> **PROMPT**
Make an exact copy of the records, and keep the pictures out of it.

> **TASK MATERIAL**
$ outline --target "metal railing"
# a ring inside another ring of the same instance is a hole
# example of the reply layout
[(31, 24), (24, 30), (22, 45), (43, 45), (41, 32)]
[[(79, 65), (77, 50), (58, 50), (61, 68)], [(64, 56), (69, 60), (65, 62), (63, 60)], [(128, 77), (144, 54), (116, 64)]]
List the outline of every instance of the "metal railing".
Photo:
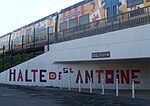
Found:
[(50, 34), (49, 42), (50, 44), (59, 43), (126, 28), (137, 27), (149, 23), (150, 7), (144, 7), (131, 12)]

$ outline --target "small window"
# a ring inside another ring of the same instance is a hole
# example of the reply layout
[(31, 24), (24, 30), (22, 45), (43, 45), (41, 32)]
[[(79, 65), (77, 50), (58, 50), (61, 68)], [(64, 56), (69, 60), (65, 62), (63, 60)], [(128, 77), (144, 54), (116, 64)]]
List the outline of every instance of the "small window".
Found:
[(54, 32), (54, 26), (49, 27), (49, 33), (53, 33)]
[(84, 15), (80, 17), (80, 25), (89, 23), (89, 15)]
[(78, 18), (75, 18), (69, 21), (69, 28), (73, 28), (77, 26), (78, 26)]
[(68, 26), (67, 24), (68, 24), (68, 22), (63, 22), (63, 23), (61, 23), (61, 24), (60, 24), (60, 31), (67, 29), (67, 28), (68, 28), (68, 27), (67, 27), (67, 26)]
[(141, 3), (143, 3), (143, 0), (128, 0), (127, 1), (128, 7), (135, 6)]
[(146, 2), (150, 2), (150, 0), (146, 0)]

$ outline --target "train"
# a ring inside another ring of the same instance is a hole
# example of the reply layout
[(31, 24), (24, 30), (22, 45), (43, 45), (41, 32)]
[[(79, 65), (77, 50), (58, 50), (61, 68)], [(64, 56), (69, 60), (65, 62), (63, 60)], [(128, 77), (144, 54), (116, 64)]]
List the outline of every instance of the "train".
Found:
[[(12, 49), (11, 46), (14, 50), (20, 51), (22, 44), (24, 49), (30, 49), (33, 48), (33, 42), (35, 42), (35, 48), (43, 48), (48, 40), (53, 42), (56, 39), (62, 39), (54, 33), (61, 31), (65, 34), (71, 33), (72, 30), (79, 31), (77, 28), (79, 26), (126, 12), (130, 12), (130, 17), (136, 17), (144, 14), (144, 7), (148, 6), (150, 6), (150, 0), (84, 0), (0, 36), (0, 53), (9, 52)], [(139, 9), (140, 12), (136, 11)], [(72, 30), (67, 32), (67, 29)], [(69, 37), (69, 34), (67, 36)]]

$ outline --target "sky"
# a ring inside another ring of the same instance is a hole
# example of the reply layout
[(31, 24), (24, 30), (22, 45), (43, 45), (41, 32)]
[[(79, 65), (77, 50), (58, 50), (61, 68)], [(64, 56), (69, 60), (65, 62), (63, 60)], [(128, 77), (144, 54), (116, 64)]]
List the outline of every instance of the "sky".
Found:
[(83, 0), (0, 0), (0, 36)]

> **WRITTEN REPLY**
$ outline --target "metal railing"
# a ring inside another ring of the same instance is a hole
# example of the reply layout
[(31, 24), (24, 30), (22, 45), (43, 45), (41, 32)]
[[(79, 65), (77, 50), (58, 50), (61, 68)], [(64, 56), (69, 60), (65, 62), (63, 60)], [(128, 77), (144, 54), (116, 64)]]
List the outline of every instance of the "metal railing".
Photo:
Found:
[(50, 34), (49, 42), (50, 44), (59, 43), (126, 28), (137, 27), (149, 23), (150, 7), (144, 7), (131, 12)]

$ outline --target "small window"
# a ring inside another ring of the same instance is a hole
# example of the reply layout
[(31, 24), (24, 30), (22, 45), (43, 45), (41, 32)]
[[(79, 65), (77, 50), (58, 50), (61, 68)], [(64, 56), (69, 60), (65, 62), (63, 60)], [(128, 77), (144, 54), (116, 64)]]
List the outline of every instance of the "small window".
Found:
[(54, 32), (54, 26), (49, 27), (49, 33), (53, 33)]
[(84, 15), (80, 17), (80, 25), (89, 23), (89, 15)]
[(78, 18), (75, 18), (69, 21), (69, 28), (73, 28), (77, 26), (78, 26)]
[(68, 26), (67, 24), (68, 24), (68, 22), (63, 22), (63, 23), (61, 23), (61, 24), (60, 24), (60, 31), (67, 29), (67, 28), (68, 28), (68, 27), (67, 27), (67, 26)]
[(141, 3), (143, 3), (143, 0), (128, 0), (127, 1), (128, 7), (135, 6)]
[(146, 2), (150, 2), (150, 0), (146, 0)]

$ outline --target "train"
# a ring inside another ring of the same instance is a hole
# example of the reply layout
[(31, 24), (24, 30), (22, 45), (43, 45), (41, 32)]
[[(79, 65), (77, 50), (58, 50), (61, 68)], [(64, 56), (69, 60), (65, 62), (63, 60)], [(128, 77), (144, 54), (116, 64)]]
List the outline of every instance of the "train".
Found:
[[(12, 49), (11, 46), (14, 50), (20, 51), (22, 44), (24, 49), (30, 49), (33, 48), (33, 42), (35, 42), (35, 48), (43, 48), (48, 40), (53, 42), (56, 39), (62, 39), (54, 33), (61, 31), (65, 34), (71, 33), (72, 30), (79, 31), (77, 28), (79, 26), (126, 12), (130, 12), (130, 17), (136, 17), (144, 14), (144, 7), (148, 6), (150, 6), (150, 0), (84, 0), (0, 36), (0, 53), (9, 52)], [(139, 9), (140, 12), (136, 11)], [(72, 30), (67, 32), (67, 29)], [(69, 37), (69, 34), (67, 36)]]

$ outline --target "sky"
# a ring inside another ring of the same instance is a hole
# example of the reply layout
[(31, 24), (24, 30), (22, 45), (43, 45), (41, 32)]
[[(79, 65), (77, 50), (58, 50), (61, 68)], [(64, 56), (69, 60), (65, 62), (63, 60)], [(128, 77), (144, 54), (116, 64)]]
List the outline of every instance of the "sky".
Found:
[(83, 0), (0, 0), (0, 36)]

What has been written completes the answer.